▸ **Extract**:
Meeting Abstract

P3.61  Friday, Jan. 6  Towards the automatic animation of a virtual 3D Bullfrog skeleton UYENO, T.A.*; GILLES, B.; LEE, D.V.; BARBANO, D.L.; WILKINSON, K.C.; PAI, D.K.; GISZTER, S.F.; NISHIKAWA, K.C.; Valdosta State Univ.; INRIA, Montpellier, FR; Univ. of Nevada - Las Vegas; N. Arizona Univ.; N. Arizona Univ.; Univ. of British Columbia; Drexel Univ.; N. Arizona Univ. tauyeno@valdosta.edu

We are building an accurate computer model of the bullfrog musculoskeletal system in order to develop a quantitative understanding of motor control during feeding lunges, a voluntary movement that is controlled by relatively few spinal motor primitives. We have developed individual-specific, virtual skeleton models using high-resolution micro-CT imaging data (1024x1024x2222 slices, 45x45x45 ┬Ám resolution). The bones were automatically segmented by comparing them to a low-resolution, articulated, template model. Prior to euthanizing, fixing, and scanning the bones of each frog, we recorded X-ray video of six feeding lunges. To make these recordings, six frogs had up to 16 capsule-shaped, silver markers (2-5 mm x 0.81 mm diameter) implanted between the periosteum and the surface of cranial, limb, and axial bones. The frogs were allowed to recover from this surgery for at least two weeks so that the markers would be encapsulated within the fibrous sheath and immobile relative to the underlying bone. Markered frogs were trained to perform a feeding lunge within a biplanar, high speed X-ray system. We recovered kinematic data using XROMM software (XROMM.org, Brown University) and used both the bone shadows and the single markers on select bones to dynamically register the movements to our virtual skeleton. This was done using an adaptive algorithm that located each bone model via surface registration for each frame taken during the feeding lunge. These visualizations will be used to test the hypothesis that voluntary feeding movements are controlled by the same set of spinal motor primitives that have been identified during wiping and other movements in decerebrated frogs. Supported by IIS-0827688.

▸ **Complete the following**:
- 1) List each distinct institution named in the bullfrog abstract, counting a repeated one only once.
- 2) According to the bullfrog abstract, how long were the frogs allowed to recover after the marker surgery?
The data that comes after this abstract has nothing to do with it.

▸ **Supplied records**:

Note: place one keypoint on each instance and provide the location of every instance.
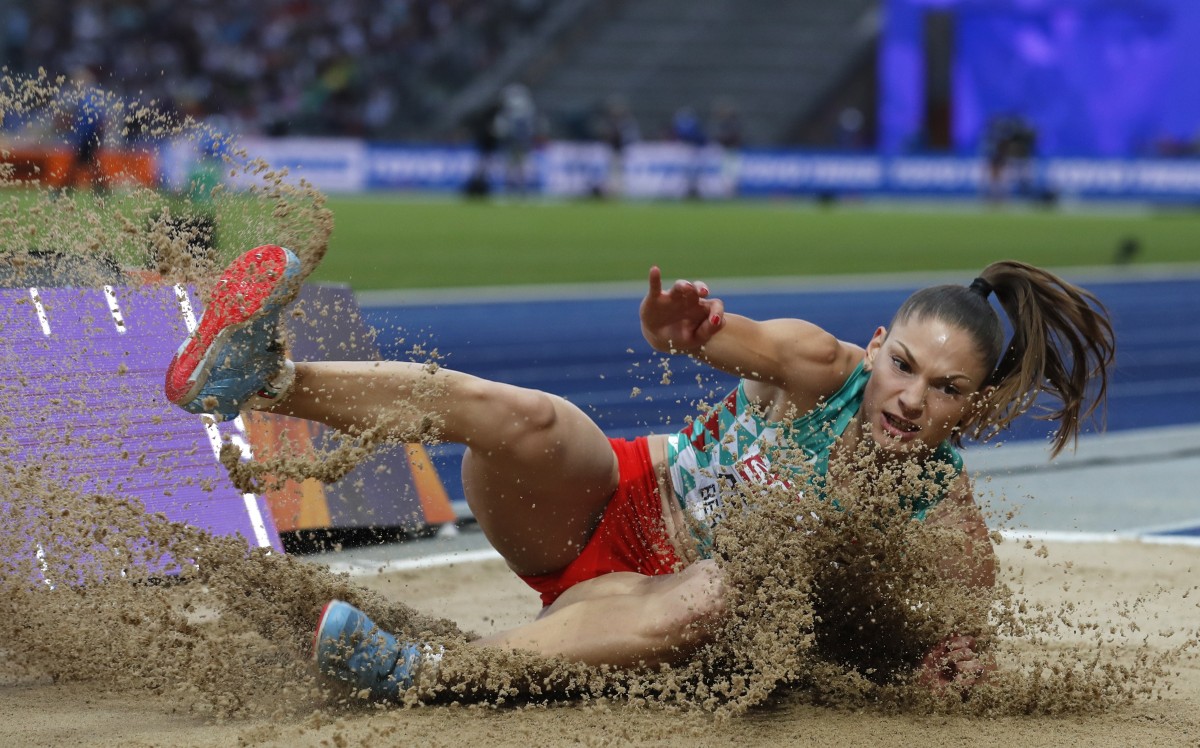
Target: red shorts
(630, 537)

==

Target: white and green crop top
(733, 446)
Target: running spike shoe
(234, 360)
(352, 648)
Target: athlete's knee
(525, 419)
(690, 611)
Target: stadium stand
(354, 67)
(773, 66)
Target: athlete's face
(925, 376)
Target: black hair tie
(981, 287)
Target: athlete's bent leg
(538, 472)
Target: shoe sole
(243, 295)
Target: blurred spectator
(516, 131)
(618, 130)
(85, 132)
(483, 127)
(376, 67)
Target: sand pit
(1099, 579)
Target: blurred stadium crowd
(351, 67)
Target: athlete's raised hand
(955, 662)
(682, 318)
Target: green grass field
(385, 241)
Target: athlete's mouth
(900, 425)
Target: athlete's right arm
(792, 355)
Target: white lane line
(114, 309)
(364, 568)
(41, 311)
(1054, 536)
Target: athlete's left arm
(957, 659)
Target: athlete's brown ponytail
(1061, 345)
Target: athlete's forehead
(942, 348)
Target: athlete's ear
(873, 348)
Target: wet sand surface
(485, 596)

▸ **Task-by-task results**:
- 1)
Valdosta State Univ.
INRIA, Montpellier, FR
Univ. of Nevada - Las Vegas
N. Arizona Univ.
Univ. of British Columbia
Drexel Univ.

- 2) At least two weeks.